***** Provided records
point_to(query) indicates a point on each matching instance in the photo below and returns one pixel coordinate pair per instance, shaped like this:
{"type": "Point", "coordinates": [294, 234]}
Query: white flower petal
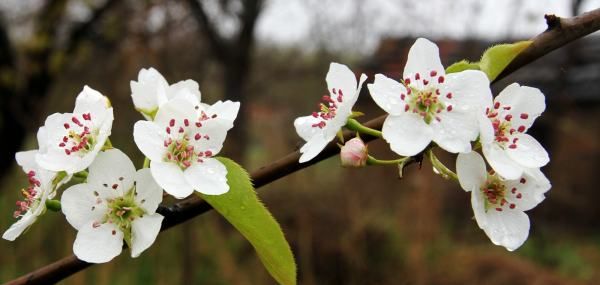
{"type": "Point", "coordinates": [407, 134]}
{"type": "Point", "coordinates": [342, 78]}
{"type": "Point", "coordinates": [19, 227]}
{"type": "Point", "coordinates": [507, 228]}
{"type": "Point", "coordinates": [387, 94]}
{"type": "Point", "coordinates": [170, 177]}
{"type": "Point", "coordinates": [179, 108]}
{"type": "Point", "coordinates": [423, 57]}
{"type": "Point", "coordinates": [455, 131]}
{"type": "Point", "coordinates": [150, 91]}
{"type": "Point", "coordinates": [91, 101]}
{"type": "Point", "coordinates": [144, 231]}
{"type": "Point", "coordinates": [500, 162]}
{"type": "Point", "coordinates": [526, 104]}
{"type": "Point", "coordinates": [188, 86]}
{"type": "Point", "coordinates": [471, 171]}
{"type": "Point", "coordinates": [26, 159]}
{"type": "Point", "coordinates": [470, 91]}
{"type": "Point", "coordinates": [304, 127]}
{"type": "Point", "coordinates": [112, 169]}
{"type": "Point", "coordinates": [208, 177]}
{"type": "Point", "coordinates": [529, 152]}
{"type": "Point", "coordinates": [80, 204]}
{"type": "Point", "coordinates": [150, 139]}
{"type": "Point", "coordinates": [98, 244]}
{"type": "Point", "coordinates": [148, 193]}
{"type": "Point", "coordinates": [313, 147]}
**********
Locate every line in the material above that contains the word "each", and copy those lines out in full.

point_to(query) indicates a point on each matching instance in the photo below and returns one pixel coordinate pair per instance, shaped like this:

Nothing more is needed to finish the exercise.